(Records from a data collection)
------------------------------------------------------------------------

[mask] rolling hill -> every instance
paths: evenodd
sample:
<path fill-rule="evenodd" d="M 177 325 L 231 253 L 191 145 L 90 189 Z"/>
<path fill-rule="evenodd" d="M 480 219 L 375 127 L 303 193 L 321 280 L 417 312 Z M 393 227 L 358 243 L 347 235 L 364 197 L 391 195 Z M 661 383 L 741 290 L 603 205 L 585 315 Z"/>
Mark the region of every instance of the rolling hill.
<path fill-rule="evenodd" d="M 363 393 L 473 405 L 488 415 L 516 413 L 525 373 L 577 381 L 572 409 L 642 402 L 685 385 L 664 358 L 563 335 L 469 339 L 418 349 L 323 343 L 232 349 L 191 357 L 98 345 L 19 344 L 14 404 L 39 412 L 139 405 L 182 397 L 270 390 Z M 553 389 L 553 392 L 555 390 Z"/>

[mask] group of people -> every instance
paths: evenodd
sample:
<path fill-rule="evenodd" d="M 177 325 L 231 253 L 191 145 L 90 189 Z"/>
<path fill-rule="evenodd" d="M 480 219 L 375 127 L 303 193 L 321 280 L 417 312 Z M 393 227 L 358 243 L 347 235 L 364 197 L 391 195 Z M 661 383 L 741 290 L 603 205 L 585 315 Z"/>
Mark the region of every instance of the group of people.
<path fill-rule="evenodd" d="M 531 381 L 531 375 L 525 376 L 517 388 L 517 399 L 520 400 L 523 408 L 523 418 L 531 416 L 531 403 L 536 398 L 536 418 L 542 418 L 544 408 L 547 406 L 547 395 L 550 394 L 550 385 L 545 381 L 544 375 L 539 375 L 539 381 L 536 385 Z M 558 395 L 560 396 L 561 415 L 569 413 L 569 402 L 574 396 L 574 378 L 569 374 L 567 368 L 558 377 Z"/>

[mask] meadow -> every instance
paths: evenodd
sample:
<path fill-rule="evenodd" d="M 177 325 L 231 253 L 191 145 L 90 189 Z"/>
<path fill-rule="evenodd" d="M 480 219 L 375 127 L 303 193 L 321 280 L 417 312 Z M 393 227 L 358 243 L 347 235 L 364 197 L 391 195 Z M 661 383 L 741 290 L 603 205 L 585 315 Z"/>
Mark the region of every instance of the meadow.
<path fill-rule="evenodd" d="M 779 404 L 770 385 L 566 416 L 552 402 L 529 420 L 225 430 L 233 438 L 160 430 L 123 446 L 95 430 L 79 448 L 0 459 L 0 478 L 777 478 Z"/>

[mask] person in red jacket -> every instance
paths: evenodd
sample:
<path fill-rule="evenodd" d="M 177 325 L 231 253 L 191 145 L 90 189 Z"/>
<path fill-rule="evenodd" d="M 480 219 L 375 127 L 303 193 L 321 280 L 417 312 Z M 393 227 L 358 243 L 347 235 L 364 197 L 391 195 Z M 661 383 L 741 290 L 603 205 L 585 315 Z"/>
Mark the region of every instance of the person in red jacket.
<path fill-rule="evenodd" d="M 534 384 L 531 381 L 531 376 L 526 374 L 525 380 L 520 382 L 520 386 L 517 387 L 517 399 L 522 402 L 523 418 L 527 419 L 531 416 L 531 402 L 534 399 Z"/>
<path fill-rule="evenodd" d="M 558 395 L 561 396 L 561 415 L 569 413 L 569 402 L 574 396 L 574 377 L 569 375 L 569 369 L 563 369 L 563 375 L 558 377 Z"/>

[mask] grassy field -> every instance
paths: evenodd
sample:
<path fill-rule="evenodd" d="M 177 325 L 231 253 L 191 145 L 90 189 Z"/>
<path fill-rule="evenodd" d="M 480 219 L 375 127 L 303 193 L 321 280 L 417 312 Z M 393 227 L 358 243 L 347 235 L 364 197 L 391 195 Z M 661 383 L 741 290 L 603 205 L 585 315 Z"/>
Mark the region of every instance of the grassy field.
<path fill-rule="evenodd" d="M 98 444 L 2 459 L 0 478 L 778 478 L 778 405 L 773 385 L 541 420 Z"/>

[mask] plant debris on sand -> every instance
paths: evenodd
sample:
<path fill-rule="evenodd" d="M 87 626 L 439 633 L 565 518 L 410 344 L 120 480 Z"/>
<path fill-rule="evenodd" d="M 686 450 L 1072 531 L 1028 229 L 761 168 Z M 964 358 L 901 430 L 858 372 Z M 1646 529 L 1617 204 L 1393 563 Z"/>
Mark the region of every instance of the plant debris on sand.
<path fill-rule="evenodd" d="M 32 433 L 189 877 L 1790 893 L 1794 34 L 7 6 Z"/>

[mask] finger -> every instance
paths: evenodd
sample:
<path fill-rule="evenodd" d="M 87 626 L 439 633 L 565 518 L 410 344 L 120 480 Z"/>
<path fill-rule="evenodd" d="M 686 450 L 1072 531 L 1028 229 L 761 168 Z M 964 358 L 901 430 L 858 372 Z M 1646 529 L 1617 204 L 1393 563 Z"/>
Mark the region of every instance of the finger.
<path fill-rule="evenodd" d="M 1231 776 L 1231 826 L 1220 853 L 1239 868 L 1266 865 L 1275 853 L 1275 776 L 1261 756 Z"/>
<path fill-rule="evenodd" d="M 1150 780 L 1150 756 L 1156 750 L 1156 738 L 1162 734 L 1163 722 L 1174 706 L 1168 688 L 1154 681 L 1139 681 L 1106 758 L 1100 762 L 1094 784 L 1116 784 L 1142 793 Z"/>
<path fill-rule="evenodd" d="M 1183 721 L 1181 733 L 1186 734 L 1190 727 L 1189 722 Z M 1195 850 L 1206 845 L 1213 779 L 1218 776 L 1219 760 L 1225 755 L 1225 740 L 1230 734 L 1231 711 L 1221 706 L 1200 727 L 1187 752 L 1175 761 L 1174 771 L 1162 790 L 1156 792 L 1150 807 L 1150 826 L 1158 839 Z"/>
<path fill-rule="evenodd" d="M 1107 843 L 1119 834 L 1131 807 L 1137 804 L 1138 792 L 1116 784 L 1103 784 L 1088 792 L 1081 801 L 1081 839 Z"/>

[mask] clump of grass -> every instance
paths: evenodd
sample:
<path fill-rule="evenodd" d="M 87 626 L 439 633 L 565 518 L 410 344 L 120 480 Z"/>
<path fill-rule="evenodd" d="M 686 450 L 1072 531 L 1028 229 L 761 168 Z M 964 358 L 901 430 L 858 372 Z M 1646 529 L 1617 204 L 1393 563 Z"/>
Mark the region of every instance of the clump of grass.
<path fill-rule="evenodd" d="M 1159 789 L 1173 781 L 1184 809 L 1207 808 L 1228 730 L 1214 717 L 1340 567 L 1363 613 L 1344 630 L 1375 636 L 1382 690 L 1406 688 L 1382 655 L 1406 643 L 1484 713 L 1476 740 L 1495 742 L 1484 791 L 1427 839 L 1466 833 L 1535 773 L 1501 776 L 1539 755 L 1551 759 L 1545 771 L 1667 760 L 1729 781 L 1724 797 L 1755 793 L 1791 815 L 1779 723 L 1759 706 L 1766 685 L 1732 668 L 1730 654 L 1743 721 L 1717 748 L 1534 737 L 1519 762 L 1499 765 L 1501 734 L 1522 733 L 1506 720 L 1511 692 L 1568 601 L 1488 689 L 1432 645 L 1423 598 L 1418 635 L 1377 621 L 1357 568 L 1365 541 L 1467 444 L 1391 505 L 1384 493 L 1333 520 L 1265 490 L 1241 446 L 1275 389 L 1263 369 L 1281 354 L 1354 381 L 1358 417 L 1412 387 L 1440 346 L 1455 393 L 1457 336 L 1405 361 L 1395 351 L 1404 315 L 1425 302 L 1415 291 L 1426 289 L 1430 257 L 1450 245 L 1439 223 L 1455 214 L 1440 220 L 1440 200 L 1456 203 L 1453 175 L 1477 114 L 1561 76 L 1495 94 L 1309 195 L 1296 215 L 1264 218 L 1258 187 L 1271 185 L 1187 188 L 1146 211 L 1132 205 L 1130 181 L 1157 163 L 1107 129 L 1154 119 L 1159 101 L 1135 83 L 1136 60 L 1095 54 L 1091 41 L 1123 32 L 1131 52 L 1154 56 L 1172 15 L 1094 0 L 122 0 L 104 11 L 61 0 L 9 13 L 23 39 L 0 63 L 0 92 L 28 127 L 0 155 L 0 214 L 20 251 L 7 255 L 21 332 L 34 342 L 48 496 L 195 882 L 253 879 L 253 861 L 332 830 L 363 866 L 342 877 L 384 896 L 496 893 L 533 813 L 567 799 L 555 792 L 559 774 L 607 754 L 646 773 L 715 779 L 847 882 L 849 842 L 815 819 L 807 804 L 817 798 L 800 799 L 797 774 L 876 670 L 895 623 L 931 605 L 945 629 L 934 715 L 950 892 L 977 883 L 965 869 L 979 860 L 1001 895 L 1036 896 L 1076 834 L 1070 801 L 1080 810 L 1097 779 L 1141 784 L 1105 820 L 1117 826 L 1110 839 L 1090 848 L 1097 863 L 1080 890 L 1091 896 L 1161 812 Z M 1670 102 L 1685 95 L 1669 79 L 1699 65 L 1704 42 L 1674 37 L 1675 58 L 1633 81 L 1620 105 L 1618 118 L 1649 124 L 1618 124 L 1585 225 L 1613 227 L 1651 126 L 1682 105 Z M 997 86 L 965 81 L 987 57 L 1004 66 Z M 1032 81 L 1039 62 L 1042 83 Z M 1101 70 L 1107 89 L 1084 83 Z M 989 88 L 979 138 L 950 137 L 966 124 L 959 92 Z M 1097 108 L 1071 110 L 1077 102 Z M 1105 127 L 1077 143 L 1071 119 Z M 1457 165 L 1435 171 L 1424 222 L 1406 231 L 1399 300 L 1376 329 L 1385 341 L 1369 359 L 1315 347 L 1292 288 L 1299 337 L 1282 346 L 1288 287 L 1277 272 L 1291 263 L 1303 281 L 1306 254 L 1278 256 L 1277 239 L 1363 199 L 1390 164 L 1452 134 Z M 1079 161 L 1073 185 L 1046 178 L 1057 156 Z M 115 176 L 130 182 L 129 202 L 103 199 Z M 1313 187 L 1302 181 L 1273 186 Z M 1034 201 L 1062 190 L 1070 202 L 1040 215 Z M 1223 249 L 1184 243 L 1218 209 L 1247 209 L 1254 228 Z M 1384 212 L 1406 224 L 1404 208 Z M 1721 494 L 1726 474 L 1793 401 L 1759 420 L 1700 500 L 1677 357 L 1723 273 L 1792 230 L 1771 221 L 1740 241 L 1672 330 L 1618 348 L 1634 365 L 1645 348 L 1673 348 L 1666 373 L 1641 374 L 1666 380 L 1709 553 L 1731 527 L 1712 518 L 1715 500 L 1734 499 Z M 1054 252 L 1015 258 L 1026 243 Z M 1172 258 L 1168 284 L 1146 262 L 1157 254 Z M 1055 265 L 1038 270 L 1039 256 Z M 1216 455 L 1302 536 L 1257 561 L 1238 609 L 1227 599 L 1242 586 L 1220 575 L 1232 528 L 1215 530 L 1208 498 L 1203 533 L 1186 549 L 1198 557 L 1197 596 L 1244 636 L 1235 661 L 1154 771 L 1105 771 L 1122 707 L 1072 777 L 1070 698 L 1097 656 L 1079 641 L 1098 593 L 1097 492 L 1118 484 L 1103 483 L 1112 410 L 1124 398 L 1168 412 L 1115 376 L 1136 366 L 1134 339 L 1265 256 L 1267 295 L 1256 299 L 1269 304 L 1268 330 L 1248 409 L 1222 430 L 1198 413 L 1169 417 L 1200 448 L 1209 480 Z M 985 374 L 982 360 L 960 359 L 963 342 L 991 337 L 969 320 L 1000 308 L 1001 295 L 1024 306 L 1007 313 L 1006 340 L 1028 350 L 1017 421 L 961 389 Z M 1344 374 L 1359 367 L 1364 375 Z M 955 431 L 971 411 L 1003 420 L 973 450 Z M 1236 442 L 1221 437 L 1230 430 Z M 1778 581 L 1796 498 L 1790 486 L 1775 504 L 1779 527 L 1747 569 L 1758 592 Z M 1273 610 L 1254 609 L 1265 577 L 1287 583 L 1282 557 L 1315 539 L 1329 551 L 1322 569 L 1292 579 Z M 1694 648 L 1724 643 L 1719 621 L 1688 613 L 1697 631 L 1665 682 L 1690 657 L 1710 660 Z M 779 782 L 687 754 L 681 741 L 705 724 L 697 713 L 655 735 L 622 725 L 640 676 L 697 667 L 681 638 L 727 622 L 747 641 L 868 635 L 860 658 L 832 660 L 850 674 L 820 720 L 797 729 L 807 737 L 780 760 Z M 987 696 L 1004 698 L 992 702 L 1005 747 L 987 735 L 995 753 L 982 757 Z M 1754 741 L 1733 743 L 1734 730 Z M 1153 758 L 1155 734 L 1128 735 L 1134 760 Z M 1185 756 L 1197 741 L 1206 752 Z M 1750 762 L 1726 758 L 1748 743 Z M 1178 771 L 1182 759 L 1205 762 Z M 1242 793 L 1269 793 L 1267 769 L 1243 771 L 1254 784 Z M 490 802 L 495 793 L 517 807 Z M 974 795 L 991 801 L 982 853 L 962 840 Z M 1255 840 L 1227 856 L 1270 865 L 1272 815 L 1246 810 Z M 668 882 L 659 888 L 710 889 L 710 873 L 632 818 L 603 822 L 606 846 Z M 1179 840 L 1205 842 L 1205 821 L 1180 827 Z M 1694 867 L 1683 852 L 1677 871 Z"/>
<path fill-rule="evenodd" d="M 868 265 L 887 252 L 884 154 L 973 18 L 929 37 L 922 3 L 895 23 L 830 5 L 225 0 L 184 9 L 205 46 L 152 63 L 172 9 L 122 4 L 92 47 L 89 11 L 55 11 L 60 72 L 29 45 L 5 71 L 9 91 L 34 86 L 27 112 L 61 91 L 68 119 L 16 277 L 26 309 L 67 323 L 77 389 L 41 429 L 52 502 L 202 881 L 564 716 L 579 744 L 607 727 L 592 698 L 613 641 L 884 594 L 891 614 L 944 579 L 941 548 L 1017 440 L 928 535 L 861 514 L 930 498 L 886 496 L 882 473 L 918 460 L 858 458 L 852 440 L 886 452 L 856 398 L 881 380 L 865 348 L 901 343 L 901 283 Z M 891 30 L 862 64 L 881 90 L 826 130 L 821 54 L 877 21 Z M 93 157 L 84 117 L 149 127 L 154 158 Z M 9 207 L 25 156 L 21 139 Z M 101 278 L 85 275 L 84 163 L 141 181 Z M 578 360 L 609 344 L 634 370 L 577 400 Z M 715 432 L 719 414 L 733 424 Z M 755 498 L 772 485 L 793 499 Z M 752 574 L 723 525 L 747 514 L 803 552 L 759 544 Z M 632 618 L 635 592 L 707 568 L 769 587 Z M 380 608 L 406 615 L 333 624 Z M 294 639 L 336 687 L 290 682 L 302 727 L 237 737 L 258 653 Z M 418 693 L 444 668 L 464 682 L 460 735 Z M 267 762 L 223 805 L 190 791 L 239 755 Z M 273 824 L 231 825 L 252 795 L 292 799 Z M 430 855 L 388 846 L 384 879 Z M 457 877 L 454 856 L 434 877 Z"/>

------------------------------------------------------------------------

Your answer should be the lines above, from the line containing "Mark the region of every instance of the finger." up to and including the line containing "[mask] clump of grass -> every instance", reproduced exactly and with nothing else.

Mark the region of every instance of the finger.
<path fill-rule="evenodd" d="M 1231 776 L 1231 826 L 1220 853 L 1239 868 L 1266 865 L 1275 853 L 1275 776 L 1261 756 Z"/>
<path fill-rule="evenodd" d="M 1150 780 L 1150 756 L 1156 750 L 1156 738 L 1162 734 L 1163 722 L 1174 706 L 1168 688 L 1154 681 L 1139 681 L 1106 758 L 1100 762 L 1094 784 L 1116 784 L 1142 793 Z"/>
<path fill-rule="evenodd" d="M 1183 721 L 1181 733 L 1186 734 L 1190 727 L 1189 722 Z M 1195 850 L 1206 845 L 1213 779 L 1218 776 L 1219 760 L 1225 755 L 1225 740 L 1230 734 L 1231 711 L 1221 706 L 1200 727 L 1187 752 L 1175 761 L 1174 771 L 1162 790 L 1156 792 L 1150 807 L 1150 826 L 1158 839 Z"/>
<path fill-rule="evenodd" d="M 1107 843 L 1119 834 L 1131 807 L 1137 804 L 1138 792 L 1116 784 L 1103 784 L 1088 792 L 1081 801 L 1081 839 Z"/>

[mask] clump of grass -> every instance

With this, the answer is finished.